**** SOURCE DOCUMENT
Military Subjects:  War of 1812


 

The War of 1812 Magazine

Issue 4: September 2006

Articles

The Epic Saga of His Majesty’s Schooner Nancy and the Struggle for the Control of the Upper Great Lakes

By John R. Grodzinski

Aboard the Nancy!
"Surrender, Hell!" I say.
Aboard the Nancy
"It's back to Mackinac I'll fight, aboard the Nancy-o."

From the Chorus of “The Nancy” by Stan Rogers

The story of the Nancy[1] is a compelling, legendary one and would certainly make an exciting subject for a feature film.

The Nancy was a British schooner built in 1789 at Detroit, under the supervision of John Richardson and was probably named after his wife or daughter. She was approximately 80 feet long, with a beam of 22 feet and a hold eight feet deep, with a burthen of 67 tons. Nancy was built to transport supplies for the fur trade on the upper Great Lakes.

HMS <i>Nancy</i>
The British Schooner Nancy

When the War of 1812 commenced, the Nancy was quickly requisitioned for military service and armed. She was taken over by the Royal Navy in 1814, becoming His Majesty’s Schooner Nancy.

On 30 July 1812, Nancy participated in her first convoy with the Provincial Marine Schooner Lady Prevost, in moving military stores and 60 men of the 41st Regiment of Foot from Fort Erie to Amhertsburg. During the summer, and early autumn, the Nancy was employed constantly on Lake Erie between Detroit and Fort Erie in the transportation of stores and provisions.

Map of Lake Huron
Lake Huron and Georgian Bay
(Courtesy of Robin Brass Studio)

On 23 April 1813 the Nancy joined a squadron that transported General Proctor’s force of British regulars, Canadian militia and natives from Amherstburg to Miami Bay for the unsuccessful attack on Fort Meigs. With the defeat of Barclay’s Lake Erie Squadron on 10 September 1813, Nancy became the sole British warship on the Upper Great Lakes.

The Nancy was almost captured near the St. Clair River in October 1813, while en route to Detroit, which had recently fallen into American hands, following the American victory on Lake Erie. Later that month, Nancy sailed to Sault Ste. Marie, where she wintered and was refitted.
********
**** GIVEN INFORMATION
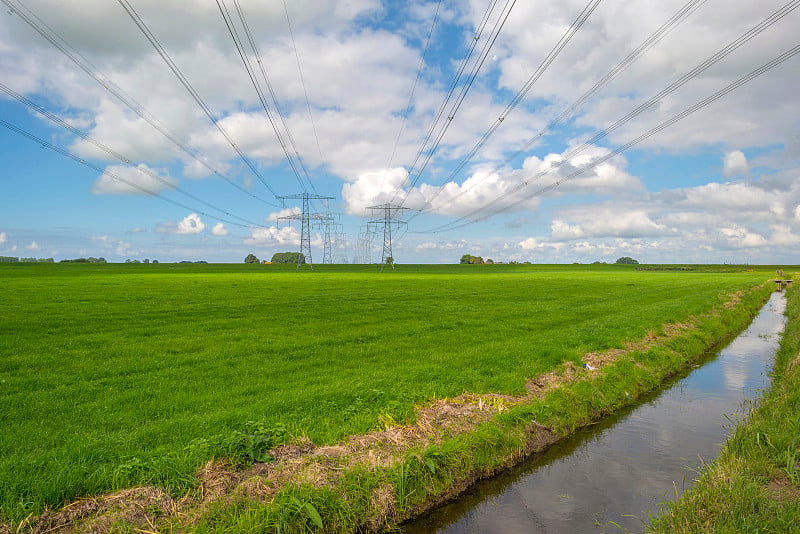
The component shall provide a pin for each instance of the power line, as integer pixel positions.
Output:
********
→ TASK SET:
1. According to the article on the schooner Nancy, what cargo was the Nancy built to transport?
2. Write out the passage from the article on the schooner Nancy starting at "The Nancy was a British" and ending at "trade on the upper Great Lakes.", substituting "timber trade" for "fur trade".

→ SOLUTIONS PER TASK:
1. Supplies for the fur trade on the upper Great Lakes.

2.
The Nancy was a British schooner built in 1789 at Detroit, under the supervision of John Richardson and was probably named after his wife or daughter. She was approximately 80 feet long, with a beam of 22 feet and a hold eight feet deep, with a burthen of 67 tons. Nancy was built to transport supplies for the timber trade on the upper Great Lakes.